ASSIGNMENT:
Nothing but the lines from the one that contains "Phrase: dark blurred background" through the end of the data should be reproduced, and each must match exactly.
::: DATASET EXCERPTS
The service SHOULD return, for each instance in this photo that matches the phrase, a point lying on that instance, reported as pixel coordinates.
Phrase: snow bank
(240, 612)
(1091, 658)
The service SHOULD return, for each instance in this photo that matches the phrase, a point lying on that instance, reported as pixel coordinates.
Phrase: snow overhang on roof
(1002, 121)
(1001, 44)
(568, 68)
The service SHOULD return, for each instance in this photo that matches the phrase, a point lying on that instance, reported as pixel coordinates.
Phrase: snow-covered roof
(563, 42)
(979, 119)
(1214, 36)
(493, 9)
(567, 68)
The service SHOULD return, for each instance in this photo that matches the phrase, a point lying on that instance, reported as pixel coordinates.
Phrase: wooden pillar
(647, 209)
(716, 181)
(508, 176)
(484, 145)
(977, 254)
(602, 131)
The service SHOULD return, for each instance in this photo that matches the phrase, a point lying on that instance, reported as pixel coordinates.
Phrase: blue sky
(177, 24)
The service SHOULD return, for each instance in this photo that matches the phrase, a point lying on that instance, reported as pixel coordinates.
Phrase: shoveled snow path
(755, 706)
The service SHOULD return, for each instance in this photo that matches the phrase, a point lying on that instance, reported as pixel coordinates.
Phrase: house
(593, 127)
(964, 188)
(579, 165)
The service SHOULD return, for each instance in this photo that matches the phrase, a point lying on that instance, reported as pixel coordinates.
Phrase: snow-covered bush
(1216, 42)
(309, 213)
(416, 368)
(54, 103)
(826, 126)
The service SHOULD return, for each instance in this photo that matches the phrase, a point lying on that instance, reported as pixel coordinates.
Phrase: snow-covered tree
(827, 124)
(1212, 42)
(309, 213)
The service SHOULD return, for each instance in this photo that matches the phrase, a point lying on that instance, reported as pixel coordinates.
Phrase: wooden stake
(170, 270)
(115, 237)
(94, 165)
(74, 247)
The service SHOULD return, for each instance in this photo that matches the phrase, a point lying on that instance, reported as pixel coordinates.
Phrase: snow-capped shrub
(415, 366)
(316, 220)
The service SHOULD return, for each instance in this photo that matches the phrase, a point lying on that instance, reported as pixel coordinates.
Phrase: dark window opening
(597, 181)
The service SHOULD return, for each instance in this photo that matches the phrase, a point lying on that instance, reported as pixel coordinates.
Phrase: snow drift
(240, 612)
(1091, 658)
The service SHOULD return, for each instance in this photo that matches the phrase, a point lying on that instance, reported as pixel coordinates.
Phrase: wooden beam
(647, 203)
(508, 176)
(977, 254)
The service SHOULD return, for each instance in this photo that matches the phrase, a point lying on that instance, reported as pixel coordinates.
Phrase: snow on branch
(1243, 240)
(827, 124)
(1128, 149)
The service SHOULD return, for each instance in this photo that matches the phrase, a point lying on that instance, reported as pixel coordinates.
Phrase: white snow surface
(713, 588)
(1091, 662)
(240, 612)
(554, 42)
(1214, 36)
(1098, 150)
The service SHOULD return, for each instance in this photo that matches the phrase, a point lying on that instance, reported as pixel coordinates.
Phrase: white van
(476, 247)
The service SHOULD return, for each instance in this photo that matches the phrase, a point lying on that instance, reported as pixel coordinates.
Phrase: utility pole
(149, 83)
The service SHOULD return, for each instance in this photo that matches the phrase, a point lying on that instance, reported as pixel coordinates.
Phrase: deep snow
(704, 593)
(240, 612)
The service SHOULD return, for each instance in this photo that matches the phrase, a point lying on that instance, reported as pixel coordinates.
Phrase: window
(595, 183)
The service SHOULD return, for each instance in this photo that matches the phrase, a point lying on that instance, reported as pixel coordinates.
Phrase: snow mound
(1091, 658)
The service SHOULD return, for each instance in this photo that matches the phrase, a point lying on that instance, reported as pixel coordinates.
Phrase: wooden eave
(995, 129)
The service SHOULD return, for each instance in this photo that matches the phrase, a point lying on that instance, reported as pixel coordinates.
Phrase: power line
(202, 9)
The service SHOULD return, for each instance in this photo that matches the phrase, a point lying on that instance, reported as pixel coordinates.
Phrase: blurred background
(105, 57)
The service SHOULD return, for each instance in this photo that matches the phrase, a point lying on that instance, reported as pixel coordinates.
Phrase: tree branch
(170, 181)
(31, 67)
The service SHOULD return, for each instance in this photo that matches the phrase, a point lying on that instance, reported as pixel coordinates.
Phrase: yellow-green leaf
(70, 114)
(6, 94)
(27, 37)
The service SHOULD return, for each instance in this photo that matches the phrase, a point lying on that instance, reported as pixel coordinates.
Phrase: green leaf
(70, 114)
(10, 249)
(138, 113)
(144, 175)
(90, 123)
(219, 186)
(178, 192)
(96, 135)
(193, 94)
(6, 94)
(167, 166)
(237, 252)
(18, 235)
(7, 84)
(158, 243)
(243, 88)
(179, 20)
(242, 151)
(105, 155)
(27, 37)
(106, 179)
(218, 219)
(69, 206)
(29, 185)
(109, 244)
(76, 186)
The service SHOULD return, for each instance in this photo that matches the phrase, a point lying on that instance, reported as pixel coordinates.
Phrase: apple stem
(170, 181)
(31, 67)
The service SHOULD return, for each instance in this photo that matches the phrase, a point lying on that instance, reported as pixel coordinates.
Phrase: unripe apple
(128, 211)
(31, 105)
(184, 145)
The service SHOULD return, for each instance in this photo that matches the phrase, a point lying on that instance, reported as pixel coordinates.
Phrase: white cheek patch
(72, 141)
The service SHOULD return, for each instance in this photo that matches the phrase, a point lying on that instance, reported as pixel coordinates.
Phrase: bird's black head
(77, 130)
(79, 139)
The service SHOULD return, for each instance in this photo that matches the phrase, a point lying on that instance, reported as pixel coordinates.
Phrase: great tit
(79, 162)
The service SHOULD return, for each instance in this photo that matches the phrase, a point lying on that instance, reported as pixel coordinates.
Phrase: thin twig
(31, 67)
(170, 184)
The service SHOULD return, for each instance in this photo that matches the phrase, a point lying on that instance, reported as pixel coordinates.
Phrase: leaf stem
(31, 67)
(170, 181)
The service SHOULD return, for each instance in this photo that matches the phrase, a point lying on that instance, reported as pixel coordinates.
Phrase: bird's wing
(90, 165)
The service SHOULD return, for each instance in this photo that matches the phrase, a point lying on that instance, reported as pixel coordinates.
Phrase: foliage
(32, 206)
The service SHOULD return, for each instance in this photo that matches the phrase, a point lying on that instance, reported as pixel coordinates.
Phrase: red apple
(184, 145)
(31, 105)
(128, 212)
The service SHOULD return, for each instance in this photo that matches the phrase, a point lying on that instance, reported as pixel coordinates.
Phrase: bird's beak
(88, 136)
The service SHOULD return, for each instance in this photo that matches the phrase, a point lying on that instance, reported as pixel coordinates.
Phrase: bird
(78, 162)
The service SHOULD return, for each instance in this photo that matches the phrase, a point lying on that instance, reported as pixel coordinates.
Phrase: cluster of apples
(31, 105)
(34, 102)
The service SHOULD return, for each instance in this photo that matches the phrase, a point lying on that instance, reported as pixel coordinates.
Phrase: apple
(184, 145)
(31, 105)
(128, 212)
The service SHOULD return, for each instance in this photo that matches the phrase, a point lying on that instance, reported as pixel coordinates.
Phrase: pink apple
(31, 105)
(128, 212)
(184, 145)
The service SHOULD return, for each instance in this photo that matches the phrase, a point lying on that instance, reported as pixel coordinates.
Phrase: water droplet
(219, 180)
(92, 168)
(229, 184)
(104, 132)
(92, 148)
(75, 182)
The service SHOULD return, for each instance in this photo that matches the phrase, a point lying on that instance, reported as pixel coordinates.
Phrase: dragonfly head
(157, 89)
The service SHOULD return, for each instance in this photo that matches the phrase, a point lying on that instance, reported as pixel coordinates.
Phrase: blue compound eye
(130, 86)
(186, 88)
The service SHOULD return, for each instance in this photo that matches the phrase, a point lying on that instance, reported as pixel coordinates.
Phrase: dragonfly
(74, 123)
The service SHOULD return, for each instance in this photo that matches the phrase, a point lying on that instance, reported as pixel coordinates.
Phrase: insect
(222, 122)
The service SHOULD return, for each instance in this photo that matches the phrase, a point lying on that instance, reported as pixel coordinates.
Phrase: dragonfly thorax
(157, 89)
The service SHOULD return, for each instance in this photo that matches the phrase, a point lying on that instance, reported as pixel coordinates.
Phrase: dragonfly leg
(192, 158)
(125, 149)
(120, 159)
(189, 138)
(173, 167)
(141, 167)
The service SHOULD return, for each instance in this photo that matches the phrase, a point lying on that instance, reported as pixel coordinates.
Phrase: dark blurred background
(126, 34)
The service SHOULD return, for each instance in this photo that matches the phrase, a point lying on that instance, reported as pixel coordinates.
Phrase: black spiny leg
::::::
SOLUTION:
Phrase: dark blurred background
(126, 34)
The service SHOULD return, for each instance in this photo that matches the phrase, a point lying on that instance, reported as pixel coordinates.
Phrase: black spiny leg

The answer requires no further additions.